→ **Your goal**
All lines with the word "return" must be pulled from the entries below.

(Region pointing data)
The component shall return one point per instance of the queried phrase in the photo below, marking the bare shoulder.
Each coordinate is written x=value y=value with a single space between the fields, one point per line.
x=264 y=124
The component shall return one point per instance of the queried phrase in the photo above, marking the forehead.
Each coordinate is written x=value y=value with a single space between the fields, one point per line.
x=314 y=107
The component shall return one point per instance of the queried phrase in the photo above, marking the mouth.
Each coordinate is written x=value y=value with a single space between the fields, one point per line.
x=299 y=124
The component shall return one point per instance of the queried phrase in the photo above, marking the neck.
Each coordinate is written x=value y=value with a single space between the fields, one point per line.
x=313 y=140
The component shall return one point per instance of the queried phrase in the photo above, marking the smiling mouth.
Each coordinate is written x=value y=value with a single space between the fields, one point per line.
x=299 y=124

→ **Written response**
The component shall return one point per instance of the queried phrase in the photo below, marking the bare shoulder.
The component shall return one point per instance of the queried phrase in the photo above, marking the forehead.
The component shall return one point per instance of the queried phrase in the photo above, marking the mouth.
The component shall return one point per instance of the queried phrase in the photo above, marking the neck.
The component shall return one point per instance of the queried phrase in the photo above, marking the smiling mouth.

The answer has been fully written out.